NewsBite

Andy Perry's story told in Too Bold to Die

JUST what makes a war hero? In an extract from Defence Writer Ian McPhedran's new book, Too Bold to Die, we get a rare insight.

Andy Perry at the control of his Iroquois "Huey" helicopter in Vietnam in 1970.
Andy Perry at the control of his Iroquois "Huey" helicopter in Vietnam in 1970.

JUST what makes a war hero? In an extract from Defence Writer Ian McPhedran's new book, Too Bold to Die, we get a rare insight.

----------------------------------------

Emus do fly

AUSTRALIAN Navy pilot Andy Perry was flying low and fast against a

hail of enemy fire as he manoeuvred his Iroquois 'Huey' helicopter

into a hot jungle landing zone in South Vietnam on May 18, 1970,

when he felt a bullet slam into his right boot.

Unsure whether he had been seriously wounded, Perry

kept flying into the maelstrom to deposit a dozen or so South

Vietnamese, or Army of the Republic of Vietnam (ARVN),

troops onto the battlefield. The enemy fire was so intense that as

the men piled out of the machine most of them were hit.

Data excerpt:
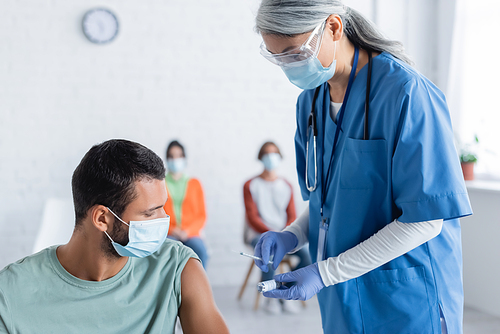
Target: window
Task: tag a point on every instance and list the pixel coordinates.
(475, 81)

Your tasks:
**1)** According to the Andy Perry extract, on what date did Perry fly his helicopter into the hot landing zone in South Vietnam?
**2)** Continue the Andy Perry extract, picking up right after its final sentence.
The listing has nothing to do with the text about Andy Perry.

Expected results:
**1)** May 18, 1970.

**2)**
In the darkness Perry had landed right in front of an enemy

bunker during a combat assault mission with the US Army.

'They [the enemy] were dug in, they had trenches, they had

bunkers, they had lots of automatic weapons and they had a big

force,' he recalls. 'As I'm flying in there are tracer coming up, and I

could hear [pilot] Dave Farley telling me that he was taking 50 cal

[calibre] fire, so he just kept on climbing. I think he was at 5000

feet in the end to stay away from the 50s. Usually you are already

in the flare before they open fire and sometimes they even wait

until the skids hit and you are most vulnerable, you are stopped,

but I started taking fire at like 1000 feet. I was still miles away.

'It was all coming at me ... the whole flight was yelling

about taking fire from everywhere. Anyway we went in, and we

put it down and I put the machine down, but the biggest problem

I had was that one of the pilots down the back turned his landing

light on.

'They were air cavalry and they weren't used to [combat

assault] so they pulled out. "We're not up for this, fuck off, we're

going home," and they did. That was after the first assault and,

yeah, we took a lot of fire. I landed, there was a bunker in front of

me, troops got off, most of them were hit, the machine was hit all

over the place.'

As he bent down to check the damage to his right foot, a

burst of automatic fire peppered the Plexiglas windscreen and tore

through exactly where his head had just been.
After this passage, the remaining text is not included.